### Opdracht
Schrijf het verslag over van "Verslag van ‘Langs" tot en met "foute denker kenschetsen?" en vervang daarin "boek" door "werk".

Verslag van ‘Langs de afgrond. Het nut van foute denkers’

leestijd plm. 3 min.

Op  31 maart 2022 bespraken we het boek ‘Langs de afgrond. Het nut van foute denkers’ van Arnold Heumakers.

Wie kunnen we als een foute denker kenschetsen?
Dat zou een persoon kunnen zijn die geen aanhanger is van de humanistische links-liberaal-democratische ideologie. Deze ideologie is op dit ogenblik de meest gangbare in onze westerse maatschappij.
Zou het ook anders kunnen? We zijn gewend om onze cultuur te zien als geworteld in de Verlichting. Daarbij wordt licht vergeten dat er de moderne westerse cultuur een tweede stroming kent: de Romantiek. Een ideologie hoeft niet exclusief op een van die twee stromingen gebaseerd te zijn, maar kan ook een mengvorm zijn van Verlichting en Romantiek. Wat vloeit daar uit voort? Heumakers onderzoekt een aantal rechtse – soms fascistische – denkers. Kunnen we van hen toch nog iets opsteken, ondanks onze (voor)oordelen?

In het eerste deel van het boek behandelt Heumakers vijf Franse denkers die omstreeks 1900 actief waren. In het tweede deel worden vijf Duitsers besproken: Oswald Spengler, Ernst Jünger, Carl Schmitt, Ernst von Salomon en Friedrich Reck-Malleczewen. Het derde deel onderzoekt enkele ‘rechtse’ kunstenaars, met name schrijvers.
Bij onze bespreking hebben we ons vooral op het tweede deel gericht. Hier treffen we denkers aan van wie de ideeën ook in de praktijk zijn gebracht en waardoor vervolgens het rechtse denken in diskrediet is geraakt.

### Aangeleverde records

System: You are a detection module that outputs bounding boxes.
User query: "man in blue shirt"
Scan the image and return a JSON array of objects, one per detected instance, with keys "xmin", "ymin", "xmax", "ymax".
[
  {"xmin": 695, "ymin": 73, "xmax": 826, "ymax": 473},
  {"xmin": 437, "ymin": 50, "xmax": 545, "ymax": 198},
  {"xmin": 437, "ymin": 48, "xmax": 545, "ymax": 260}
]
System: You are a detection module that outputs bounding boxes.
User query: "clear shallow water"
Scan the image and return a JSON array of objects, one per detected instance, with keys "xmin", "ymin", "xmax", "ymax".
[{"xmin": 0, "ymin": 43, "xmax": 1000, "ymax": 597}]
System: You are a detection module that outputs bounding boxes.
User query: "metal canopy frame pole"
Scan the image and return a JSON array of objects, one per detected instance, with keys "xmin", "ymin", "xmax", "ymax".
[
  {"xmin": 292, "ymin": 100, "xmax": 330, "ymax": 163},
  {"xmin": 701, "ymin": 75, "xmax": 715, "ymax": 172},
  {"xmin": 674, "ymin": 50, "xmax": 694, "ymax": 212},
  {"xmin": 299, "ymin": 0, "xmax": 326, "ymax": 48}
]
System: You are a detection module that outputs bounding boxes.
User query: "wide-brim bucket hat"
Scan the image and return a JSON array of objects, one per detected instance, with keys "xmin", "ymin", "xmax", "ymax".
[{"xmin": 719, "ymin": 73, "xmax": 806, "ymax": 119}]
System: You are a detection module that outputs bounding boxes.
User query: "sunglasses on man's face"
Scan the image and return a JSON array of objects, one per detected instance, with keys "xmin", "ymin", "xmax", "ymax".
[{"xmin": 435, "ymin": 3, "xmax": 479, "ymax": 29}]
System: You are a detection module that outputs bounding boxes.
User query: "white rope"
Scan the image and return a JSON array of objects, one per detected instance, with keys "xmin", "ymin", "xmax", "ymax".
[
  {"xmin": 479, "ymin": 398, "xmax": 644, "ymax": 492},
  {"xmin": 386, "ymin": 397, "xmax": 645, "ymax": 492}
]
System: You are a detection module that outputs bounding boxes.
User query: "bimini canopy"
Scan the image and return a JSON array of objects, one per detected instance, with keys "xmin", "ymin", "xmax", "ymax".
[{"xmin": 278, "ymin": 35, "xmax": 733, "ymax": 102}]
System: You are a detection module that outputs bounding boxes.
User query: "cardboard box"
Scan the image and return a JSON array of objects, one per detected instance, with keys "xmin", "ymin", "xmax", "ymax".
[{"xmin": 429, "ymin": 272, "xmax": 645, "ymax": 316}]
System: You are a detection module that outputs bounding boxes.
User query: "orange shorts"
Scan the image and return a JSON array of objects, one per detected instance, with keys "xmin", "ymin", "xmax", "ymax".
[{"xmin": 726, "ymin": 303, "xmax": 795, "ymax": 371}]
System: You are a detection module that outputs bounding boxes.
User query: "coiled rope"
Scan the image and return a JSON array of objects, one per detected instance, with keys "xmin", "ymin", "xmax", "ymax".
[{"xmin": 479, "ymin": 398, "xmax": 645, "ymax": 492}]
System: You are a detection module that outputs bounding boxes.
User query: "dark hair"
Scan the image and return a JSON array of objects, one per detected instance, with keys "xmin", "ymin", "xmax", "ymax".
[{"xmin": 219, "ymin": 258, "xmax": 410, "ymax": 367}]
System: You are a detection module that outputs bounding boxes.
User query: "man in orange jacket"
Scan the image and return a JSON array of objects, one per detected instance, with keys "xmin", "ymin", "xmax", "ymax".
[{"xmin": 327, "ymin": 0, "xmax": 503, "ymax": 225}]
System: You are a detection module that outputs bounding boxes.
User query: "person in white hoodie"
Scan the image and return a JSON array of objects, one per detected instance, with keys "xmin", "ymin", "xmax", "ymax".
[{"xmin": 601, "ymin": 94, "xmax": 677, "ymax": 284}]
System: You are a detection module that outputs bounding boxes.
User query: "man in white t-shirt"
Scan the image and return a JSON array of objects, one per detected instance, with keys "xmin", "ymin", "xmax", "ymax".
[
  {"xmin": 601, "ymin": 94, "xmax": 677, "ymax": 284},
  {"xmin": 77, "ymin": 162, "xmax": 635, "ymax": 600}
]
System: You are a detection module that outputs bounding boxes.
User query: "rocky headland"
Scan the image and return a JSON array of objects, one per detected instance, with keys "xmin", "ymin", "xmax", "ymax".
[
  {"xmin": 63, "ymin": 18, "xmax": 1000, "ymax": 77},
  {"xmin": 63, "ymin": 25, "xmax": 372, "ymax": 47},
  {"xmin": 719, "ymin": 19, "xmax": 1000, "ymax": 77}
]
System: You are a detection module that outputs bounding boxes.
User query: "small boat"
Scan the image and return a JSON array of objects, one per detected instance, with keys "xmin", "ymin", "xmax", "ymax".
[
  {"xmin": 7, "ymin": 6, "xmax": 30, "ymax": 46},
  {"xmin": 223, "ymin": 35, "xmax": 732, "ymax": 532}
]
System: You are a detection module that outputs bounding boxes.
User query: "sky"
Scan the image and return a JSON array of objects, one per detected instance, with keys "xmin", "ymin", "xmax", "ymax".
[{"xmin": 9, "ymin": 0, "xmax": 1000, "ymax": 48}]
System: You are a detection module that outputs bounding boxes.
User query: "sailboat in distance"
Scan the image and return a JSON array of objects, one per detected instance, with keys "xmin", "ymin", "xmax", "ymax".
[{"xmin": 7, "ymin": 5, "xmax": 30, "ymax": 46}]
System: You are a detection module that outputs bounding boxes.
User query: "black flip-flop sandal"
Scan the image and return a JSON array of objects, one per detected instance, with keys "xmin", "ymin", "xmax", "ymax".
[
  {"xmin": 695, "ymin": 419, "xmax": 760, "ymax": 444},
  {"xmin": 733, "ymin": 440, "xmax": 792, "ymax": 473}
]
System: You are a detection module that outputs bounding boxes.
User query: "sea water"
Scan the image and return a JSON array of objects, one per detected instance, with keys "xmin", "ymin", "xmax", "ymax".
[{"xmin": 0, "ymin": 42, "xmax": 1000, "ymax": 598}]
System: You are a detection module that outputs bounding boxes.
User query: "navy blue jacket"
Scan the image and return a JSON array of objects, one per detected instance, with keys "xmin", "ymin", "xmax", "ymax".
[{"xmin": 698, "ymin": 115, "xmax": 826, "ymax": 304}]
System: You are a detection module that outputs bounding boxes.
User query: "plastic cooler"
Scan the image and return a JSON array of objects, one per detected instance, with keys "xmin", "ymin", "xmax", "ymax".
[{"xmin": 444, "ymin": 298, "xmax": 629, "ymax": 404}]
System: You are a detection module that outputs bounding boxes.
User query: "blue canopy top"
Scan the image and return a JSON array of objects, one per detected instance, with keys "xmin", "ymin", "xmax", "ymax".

### Uitwerking
Verslag van ‘Langs de afgrond. Het nut van foute denkers’

leestijd plm. 3 min.

Op  31 maart 2022 bespraken we het werk ‘Langs de afgrond. Het nut van foute denkers’ van Arnold Heumakers.

Wie kunnen we als een foute denker kenschetsen?